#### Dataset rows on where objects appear
──────────────────────────────

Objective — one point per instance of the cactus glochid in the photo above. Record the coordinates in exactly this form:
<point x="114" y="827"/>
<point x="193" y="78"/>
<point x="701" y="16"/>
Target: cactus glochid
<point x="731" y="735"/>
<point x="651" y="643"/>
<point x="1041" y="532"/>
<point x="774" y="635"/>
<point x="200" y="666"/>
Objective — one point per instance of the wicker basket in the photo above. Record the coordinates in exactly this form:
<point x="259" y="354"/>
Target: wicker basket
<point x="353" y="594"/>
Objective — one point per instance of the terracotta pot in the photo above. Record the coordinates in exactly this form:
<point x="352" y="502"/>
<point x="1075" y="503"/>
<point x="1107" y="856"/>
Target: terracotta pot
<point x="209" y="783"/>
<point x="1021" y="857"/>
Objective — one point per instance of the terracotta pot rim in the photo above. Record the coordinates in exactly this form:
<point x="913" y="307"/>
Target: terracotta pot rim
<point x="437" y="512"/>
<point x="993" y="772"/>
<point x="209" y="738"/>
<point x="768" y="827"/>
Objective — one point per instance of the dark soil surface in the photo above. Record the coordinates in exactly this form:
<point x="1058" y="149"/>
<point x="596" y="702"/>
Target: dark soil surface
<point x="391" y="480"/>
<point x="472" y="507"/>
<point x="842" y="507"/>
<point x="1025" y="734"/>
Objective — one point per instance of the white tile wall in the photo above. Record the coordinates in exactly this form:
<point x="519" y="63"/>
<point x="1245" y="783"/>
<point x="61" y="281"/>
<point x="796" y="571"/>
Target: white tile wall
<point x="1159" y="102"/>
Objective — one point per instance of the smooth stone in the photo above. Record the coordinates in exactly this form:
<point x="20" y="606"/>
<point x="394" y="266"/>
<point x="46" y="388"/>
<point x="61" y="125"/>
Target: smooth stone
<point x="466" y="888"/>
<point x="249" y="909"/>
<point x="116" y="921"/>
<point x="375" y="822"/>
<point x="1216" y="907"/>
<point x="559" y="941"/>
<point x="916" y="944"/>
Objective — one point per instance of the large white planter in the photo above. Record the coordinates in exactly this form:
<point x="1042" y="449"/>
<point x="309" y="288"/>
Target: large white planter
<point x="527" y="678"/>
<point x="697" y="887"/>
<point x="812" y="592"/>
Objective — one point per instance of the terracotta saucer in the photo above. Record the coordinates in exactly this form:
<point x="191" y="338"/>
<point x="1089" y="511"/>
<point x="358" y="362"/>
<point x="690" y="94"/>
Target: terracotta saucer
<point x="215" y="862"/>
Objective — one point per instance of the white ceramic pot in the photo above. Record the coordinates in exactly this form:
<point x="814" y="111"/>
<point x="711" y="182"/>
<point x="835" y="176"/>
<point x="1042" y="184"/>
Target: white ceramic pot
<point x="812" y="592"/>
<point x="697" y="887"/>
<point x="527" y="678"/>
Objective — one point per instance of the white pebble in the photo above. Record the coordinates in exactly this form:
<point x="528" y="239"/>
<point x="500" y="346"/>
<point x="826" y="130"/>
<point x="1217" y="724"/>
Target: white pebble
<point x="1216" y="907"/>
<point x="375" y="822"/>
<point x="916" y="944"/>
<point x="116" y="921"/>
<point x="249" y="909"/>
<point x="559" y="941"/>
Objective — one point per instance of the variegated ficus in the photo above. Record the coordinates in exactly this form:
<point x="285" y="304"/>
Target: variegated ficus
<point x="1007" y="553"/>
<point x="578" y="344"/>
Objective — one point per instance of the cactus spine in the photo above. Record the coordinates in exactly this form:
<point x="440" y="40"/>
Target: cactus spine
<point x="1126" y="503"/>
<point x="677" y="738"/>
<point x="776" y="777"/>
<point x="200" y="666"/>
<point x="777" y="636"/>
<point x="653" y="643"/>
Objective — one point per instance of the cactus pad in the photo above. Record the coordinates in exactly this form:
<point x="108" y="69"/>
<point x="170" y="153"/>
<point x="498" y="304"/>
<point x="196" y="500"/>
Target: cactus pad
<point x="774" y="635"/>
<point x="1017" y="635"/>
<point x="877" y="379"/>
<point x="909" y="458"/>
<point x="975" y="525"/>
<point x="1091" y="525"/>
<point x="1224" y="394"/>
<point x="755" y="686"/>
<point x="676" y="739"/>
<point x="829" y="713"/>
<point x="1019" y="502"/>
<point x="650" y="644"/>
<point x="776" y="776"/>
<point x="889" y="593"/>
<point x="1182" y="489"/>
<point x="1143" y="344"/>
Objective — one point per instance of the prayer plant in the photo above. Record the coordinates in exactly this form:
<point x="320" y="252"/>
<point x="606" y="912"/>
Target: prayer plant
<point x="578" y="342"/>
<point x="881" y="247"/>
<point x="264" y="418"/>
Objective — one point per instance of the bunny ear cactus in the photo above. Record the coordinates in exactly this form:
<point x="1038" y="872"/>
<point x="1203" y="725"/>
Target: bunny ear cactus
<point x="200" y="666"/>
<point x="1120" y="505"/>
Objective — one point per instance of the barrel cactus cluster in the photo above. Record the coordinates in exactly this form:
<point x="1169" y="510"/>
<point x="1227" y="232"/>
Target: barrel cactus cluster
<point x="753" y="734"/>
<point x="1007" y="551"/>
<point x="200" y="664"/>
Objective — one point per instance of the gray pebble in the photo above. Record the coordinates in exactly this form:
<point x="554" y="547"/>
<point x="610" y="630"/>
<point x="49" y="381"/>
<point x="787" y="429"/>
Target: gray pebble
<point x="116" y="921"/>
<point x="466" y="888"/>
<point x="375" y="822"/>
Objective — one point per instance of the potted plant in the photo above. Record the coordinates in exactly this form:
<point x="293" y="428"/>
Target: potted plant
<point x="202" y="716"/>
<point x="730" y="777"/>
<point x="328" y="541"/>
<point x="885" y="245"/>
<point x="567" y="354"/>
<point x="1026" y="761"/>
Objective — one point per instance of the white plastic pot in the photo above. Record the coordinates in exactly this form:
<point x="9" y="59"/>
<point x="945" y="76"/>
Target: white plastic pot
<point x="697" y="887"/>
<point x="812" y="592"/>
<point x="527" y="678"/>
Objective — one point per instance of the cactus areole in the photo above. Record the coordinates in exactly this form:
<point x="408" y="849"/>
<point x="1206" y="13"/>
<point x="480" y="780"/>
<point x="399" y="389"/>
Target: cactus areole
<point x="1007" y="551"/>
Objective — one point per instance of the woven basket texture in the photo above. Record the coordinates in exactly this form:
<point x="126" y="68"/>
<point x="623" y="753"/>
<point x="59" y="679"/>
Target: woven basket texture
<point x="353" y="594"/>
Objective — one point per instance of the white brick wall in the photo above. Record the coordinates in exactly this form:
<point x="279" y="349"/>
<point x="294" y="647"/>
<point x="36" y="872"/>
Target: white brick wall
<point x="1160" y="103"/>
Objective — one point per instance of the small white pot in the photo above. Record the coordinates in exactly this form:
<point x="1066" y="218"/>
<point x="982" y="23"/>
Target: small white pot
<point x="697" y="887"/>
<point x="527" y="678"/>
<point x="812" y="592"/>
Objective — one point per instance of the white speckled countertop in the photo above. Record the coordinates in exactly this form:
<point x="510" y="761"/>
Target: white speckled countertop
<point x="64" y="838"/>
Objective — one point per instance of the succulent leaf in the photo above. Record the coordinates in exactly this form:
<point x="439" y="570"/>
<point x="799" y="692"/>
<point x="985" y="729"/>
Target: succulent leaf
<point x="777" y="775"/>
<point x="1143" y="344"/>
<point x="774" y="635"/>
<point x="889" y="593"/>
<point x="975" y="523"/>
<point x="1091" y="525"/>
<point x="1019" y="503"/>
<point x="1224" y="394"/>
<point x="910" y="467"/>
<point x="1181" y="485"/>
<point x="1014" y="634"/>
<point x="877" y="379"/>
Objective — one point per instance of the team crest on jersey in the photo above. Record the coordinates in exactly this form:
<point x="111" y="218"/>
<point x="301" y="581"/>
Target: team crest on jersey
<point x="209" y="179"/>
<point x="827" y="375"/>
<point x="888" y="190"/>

──────────────────────────────

Repeat exactly, and only, the lines from the line containing "Objective — one point per instance of the white brick" through the last line of the records above, both included.

#### REPLY TO THE EXERCISE
Objective — one point per instance of the white brick wall in the photo above. Record the coordinates in exactly this form:
<point x="279" y="349"/>
<point x="294" y="647"/>
<point x="36" y="872"/>
Target: white brick wall
<point x="1160" y="103"/>
Objective — one point per instance of the small white pot in the photo above. Record the coordinates in exactly this form:
<point x="1066" y="218"/>
<point x="982" y="23"/>
Target: small white pot
<point x="697" y="887"/>
<point x="527" y="678"/>
<point x="812" y="592"/>
Objective — one point per instance of the white speckled countertop in the photo above. Record the coordinates in exactly this form:
<point x="510" y="761"/>
Target: white speckled countertop
<point x="64" y="838"/>
Objective — one point per instance of the succulent leaf in the photo above. Record the coordinates in exactly this form:
<point x="439" y="570"/>
<point x="799" y="692"/>
<point x="985" y="729"/>
Target: succulent leaf
<point x="777" y="775"/>
<point x="1143" y="344"/>
<point x="774" y="635"/>
<point x="889" y="593"/>
<point x="975" y="523"/>
<point x="1091" y="525"/>
<point x="1019" y="503"/>
<point x="1224" y="394"/>
<point x="910" y="467"/>
<point x="1181" y="485"/>
<point x="1014" y="634"/>
<point x="877" y="379"/>
Objective — one point per instance of the team crest on jersey in the photo above. Record the coordinates in exactly this form:
<point x="111" y="218"/>
<point x="301" y="581"/>
Target: team crest on jersey
<point x="209" y="179"/>
<point x="827" y="375"/>
<point x="888" y="190"/>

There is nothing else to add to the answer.